→ Set problem 1:
Answer these questions about the post on health care costs:
(a) What date appears at the top of the post?
(b) Who does the writer say has pointed out how silly the writer's earlier view was?
(c) What does the writer say might be bearing down on the writer's position?
→ Set problem 2:
Repeat word for word the part of the post on health care costs starting at "Free Market Convert" and ending at "quite the opposite.".
== Extract provided ==
Wednesday, July 1, 2009

Free Market Convert


I confess, I have been desperately wrong about runaway health care costs and the solution. I'm deeply, deeply ashamed of my stubborn insistence that the free market is precariously tipped in favor of the providers and therefore lacks the essential mechanism for encouraging innovation, efficiency and competitive pricing. How silly of me, as has been pointed out by a number of concerned readers. The real solution is not less free market activity plus more gummit planning (intervention) but quite the opposite.

I am now bathing in the soothing light of the free market solution. Either that or there is a large locomotive bearing down on my position. If I squint, maybe I can tell which.
===
== Provided information ==
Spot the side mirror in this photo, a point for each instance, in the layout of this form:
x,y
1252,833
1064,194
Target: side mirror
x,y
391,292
===
== Provided information ==
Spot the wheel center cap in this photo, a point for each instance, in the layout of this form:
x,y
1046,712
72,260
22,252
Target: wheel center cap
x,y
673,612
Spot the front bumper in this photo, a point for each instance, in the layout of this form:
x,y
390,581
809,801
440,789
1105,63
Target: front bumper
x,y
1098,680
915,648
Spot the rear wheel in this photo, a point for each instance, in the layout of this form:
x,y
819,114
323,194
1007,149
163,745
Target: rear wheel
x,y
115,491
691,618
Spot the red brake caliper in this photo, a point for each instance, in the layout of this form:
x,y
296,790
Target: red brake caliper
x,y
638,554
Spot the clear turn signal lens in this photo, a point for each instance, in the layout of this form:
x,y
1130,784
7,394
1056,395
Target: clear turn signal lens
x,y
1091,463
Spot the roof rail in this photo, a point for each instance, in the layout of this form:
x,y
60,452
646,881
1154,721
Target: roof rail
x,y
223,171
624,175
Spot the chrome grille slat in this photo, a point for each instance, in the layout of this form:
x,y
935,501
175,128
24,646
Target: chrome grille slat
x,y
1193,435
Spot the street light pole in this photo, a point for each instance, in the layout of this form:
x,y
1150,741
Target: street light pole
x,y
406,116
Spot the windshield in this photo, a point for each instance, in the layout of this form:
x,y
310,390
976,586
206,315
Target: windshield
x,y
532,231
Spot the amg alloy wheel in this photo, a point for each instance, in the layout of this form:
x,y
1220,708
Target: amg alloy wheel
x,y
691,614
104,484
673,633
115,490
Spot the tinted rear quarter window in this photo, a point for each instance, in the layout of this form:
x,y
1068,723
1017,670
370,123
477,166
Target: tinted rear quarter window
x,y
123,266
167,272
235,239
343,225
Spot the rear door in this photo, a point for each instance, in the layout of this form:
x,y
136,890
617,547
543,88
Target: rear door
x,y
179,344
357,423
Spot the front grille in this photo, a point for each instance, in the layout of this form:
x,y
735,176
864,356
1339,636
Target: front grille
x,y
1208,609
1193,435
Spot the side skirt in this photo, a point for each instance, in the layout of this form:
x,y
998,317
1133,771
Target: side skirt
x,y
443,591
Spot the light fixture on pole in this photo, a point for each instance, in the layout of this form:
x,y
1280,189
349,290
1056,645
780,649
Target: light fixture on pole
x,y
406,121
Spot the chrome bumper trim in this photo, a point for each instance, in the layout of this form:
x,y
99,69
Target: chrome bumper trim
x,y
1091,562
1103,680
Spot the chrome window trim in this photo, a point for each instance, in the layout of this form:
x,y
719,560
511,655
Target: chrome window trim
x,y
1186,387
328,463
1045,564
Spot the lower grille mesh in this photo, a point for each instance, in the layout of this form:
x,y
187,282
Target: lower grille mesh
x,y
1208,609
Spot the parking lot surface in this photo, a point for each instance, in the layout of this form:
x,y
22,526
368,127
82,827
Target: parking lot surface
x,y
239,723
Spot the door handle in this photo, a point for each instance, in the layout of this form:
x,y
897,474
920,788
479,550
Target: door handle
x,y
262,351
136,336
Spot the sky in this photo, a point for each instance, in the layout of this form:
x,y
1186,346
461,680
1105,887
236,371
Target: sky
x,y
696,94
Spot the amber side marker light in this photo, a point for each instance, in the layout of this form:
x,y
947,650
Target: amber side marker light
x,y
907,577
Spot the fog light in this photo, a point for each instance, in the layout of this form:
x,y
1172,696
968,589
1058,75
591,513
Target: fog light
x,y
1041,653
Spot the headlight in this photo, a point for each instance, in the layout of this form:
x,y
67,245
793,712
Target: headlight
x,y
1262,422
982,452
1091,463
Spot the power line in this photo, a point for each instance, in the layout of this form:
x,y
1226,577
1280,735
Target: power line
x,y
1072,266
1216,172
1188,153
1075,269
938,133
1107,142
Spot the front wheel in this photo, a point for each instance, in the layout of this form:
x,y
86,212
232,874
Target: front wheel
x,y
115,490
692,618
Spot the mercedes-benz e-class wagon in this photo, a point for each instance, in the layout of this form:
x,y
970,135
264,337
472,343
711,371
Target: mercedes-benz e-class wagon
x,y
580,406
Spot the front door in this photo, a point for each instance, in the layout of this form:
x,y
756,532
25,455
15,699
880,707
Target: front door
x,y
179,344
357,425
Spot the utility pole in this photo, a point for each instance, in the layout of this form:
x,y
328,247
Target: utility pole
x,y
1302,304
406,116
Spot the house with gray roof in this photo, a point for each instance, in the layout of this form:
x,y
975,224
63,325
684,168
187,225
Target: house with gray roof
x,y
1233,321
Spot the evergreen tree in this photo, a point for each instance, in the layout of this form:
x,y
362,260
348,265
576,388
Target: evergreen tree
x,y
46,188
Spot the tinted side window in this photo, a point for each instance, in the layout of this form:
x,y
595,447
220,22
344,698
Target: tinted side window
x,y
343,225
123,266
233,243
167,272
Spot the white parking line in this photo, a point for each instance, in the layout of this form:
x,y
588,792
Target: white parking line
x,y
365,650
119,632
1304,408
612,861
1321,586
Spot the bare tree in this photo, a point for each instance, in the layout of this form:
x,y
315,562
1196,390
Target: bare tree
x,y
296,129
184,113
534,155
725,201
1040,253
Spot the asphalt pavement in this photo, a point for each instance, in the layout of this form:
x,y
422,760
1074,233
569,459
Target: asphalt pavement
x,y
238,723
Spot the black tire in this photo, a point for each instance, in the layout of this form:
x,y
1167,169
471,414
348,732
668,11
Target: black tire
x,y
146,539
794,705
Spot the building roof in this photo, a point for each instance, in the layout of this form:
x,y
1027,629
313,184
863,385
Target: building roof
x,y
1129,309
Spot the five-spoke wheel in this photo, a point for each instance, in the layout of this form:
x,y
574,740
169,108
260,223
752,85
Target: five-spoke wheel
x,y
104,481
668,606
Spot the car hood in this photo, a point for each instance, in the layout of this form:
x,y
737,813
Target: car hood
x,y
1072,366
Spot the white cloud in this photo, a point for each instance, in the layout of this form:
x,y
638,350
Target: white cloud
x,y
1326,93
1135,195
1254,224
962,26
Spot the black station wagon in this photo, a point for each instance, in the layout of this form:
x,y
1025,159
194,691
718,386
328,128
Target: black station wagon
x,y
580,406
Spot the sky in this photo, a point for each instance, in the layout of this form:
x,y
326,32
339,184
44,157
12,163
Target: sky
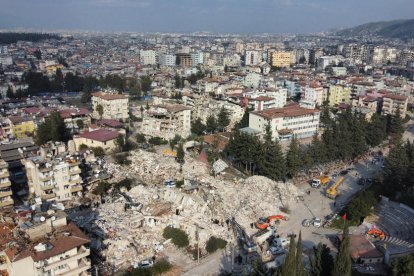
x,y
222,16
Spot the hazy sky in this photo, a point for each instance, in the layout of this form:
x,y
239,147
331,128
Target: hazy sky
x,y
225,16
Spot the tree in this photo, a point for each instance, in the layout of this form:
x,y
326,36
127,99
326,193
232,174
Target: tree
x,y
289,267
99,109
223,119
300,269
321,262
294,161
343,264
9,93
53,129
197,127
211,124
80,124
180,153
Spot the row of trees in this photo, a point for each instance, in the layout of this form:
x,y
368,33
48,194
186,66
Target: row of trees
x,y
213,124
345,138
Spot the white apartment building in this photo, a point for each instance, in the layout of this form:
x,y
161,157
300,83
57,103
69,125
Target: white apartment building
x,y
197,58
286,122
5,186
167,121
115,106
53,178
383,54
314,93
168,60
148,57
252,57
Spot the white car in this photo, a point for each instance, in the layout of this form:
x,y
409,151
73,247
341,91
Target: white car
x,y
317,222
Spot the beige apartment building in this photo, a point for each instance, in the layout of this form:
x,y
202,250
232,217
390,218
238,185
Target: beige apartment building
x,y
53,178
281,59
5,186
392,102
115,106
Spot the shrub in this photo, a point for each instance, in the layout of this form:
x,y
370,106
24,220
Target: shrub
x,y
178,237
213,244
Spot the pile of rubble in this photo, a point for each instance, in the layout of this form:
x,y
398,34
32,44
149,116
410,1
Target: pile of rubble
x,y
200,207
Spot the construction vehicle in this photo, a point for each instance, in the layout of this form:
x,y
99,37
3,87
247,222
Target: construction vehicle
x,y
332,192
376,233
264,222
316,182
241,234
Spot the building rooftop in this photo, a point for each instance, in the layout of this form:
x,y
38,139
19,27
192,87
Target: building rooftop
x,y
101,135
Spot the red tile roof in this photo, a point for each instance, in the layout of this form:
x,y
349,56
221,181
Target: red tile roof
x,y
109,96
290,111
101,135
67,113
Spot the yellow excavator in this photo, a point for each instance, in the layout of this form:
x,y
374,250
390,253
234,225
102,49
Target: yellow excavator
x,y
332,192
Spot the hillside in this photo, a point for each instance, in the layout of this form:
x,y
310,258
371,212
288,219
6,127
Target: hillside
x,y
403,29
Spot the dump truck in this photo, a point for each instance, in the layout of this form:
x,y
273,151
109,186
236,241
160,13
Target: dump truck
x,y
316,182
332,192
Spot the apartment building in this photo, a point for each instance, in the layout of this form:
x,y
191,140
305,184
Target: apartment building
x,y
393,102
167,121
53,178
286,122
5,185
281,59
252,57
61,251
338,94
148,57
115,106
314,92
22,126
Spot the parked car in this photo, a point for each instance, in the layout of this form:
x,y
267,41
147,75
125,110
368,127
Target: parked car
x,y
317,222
===
→ Task answer 1:
(a) Wednesday, July 1, 2009
(b) A number of concerned readers
(c) A large locomotive

→ Task answer 2:
Free Market Convert


I confess, I have been desperately wrong about runaway health care costs and the solution. I'm deeply, deeply ashamed of my stubborn insistence that the free market is precariously tipped in favor of the providers and therefore lacks the essential mechanism for encouraging innovation, efficiency and competitive pricing. How silly of me, as has been pointed out by a number of concerned readers. The real solution is not less free market activity plus more gummit planning (intervention) but quite the opposite.